Work required
Copy every line of the records below word for word, leaving out the pictures.

═══

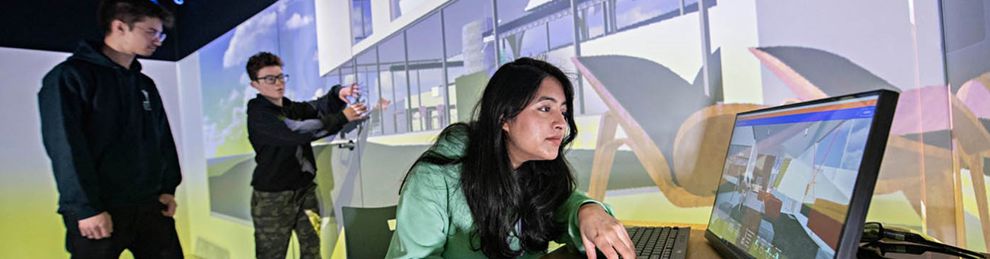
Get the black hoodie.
[38,42,182,219]
[247,85,348,192]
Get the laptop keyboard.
[626,227,691,259]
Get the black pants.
[62,204,183,259]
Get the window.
[378,33,410,135]
[406,12,447,131]
[355,47,384,136]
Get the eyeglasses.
[254,74,289,85]
[134,25,168,42]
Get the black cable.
[860,222,986,259]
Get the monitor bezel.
[705,89,899,258]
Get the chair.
[572,51,760,207]
[341,206,396,259]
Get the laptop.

═══

Answer for the task
Get the black hoodie.
[38,42,182,219]
[247,85,348,192]
Get the laptop keyboard.
[626,227,691,259]
Get the black pants.
[62,204,183,259]
Get the window.
[378,33,410,135]
[406,12,447,131]
[355,47,384,136]
Get the eyeglasses.
[254,74,289,85]
[134,25,168,42]
Get the black cable.
[860,222,986,259]
Get the monitor bezel.
[705,89,899,258]
Get the chair.
[572,51,760,207]
[341,206,396,259]
Get the laptop.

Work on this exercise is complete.